* DATA PROVIDED
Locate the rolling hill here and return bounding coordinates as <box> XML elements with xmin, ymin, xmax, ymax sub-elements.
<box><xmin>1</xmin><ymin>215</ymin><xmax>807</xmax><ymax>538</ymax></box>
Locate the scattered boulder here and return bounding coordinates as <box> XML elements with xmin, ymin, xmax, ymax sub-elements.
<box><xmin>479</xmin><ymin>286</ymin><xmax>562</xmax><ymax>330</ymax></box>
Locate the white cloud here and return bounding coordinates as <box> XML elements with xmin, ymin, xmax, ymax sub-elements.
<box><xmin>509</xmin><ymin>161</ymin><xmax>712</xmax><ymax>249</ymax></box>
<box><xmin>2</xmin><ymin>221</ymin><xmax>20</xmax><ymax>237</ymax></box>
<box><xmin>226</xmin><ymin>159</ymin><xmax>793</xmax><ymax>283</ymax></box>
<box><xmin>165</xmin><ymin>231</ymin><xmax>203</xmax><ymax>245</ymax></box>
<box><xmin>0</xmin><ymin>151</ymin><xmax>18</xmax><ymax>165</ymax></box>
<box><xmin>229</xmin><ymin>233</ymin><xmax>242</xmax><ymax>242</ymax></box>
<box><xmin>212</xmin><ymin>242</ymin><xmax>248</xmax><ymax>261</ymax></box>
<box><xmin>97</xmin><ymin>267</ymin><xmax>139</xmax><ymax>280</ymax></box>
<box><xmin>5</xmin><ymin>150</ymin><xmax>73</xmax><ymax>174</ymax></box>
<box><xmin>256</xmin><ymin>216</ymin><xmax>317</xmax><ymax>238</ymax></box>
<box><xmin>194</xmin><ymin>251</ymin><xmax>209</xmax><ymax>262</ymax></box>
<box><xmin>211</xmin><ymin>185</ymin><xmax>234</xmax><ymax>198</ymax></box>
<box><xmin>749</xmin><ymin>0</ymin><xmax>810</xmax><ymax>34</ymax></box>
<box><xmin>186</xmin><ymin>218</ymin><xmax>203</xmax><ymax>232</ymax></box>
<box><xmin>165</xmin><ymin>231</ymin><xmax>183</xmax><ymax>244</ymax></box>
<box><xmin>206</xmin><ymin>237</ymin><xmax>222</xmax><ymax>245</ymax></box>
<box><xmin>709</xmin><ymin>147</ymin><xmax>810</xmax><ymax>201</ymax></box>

* GOAL OF THE EXERCISE
Return, exactly as written, the "Locate the scattered" line and each line after it through the end of the listing above.

* RESPONSE AREA
Locate the scattered boulder here and return bounding coordinates as <box> XML elements with xmin, ymin, xmax, ymax sub-elements.
<box><xmin>479</xmin><ymin>286</ymin><xmax>562</xmax><ymax>330</ymax></box>
Locate the white cloud here and return bounding coordinates as <box> XML elements with xmin, ymin, xmax, ymax sub-elements.
<box><xmin>509</xmin><ymin>161</ymin><xmax>712</xmax><ymax>249</ymax></box>
<box><xmin>2</xmin><ymin>221</ymin><xmax>20</xmax><ymax>237</ymax></box>
<box><xmin>226</xmin><ymin>159</ymin><xmax>793</xmax><ymax>283</ymax></box>
<box><xmin>165</xmin><ymin>231</ymin><xmax>203</xmax><ymax>245</ymax></box>
<box><xmin>0</xmin><ymin>151</ymin><xmax>18</xmax><ymax>165</ymax></box>
<box><xmin>229</xmin><ymin>233</ymin><xmax>242</xmax><ymax>242</ymax></box>
<box><xmin>212</xmin><ymin>242</ymin><xmax>248</xmax><ymax>261</ymax></box>
<box><xmin>97</xmin><ymin>267</ymin><xmax>139</xmax><ymax>280</ymax></box>
<box><xmin>5</xmin><ymin>150</ymin><xmax>73</xmax><ymax>174</ymax></box>
<box><xmin>256</xmin><ymin>216</ymin><xmax>317</xmax><ymax>238</ymax></box>
<box><xmin>194</xmin><ymin>251</ymin><xmax>209</xmax><ymax>262</ymax></box>
<box><xmin>211</xmin><ymin>185</ymin><xmax>234</xmax><ymax>198</ymax></box>
<box><xmin>749</xmin><ymin>0</ymin><xmax>810</xmax><ymax>34</ymax></box>
<box><xmin>186</xmin><ymin>218</ymin><xmax>203</xmax><ymax>232</ymax></box>
<box><xmin>165</xmin><ymin>231</ymin><xmax>183</xmax><ymax>244</ymax></box>
<box><xmin>206</xmin><ymin>237</ymin><xmax>222</xmax><ymax>245</ymax></box>
<box><xmin>709</xmin><ymin>147</ymin><xmax>810</xmax><ymax>201</ymax></box>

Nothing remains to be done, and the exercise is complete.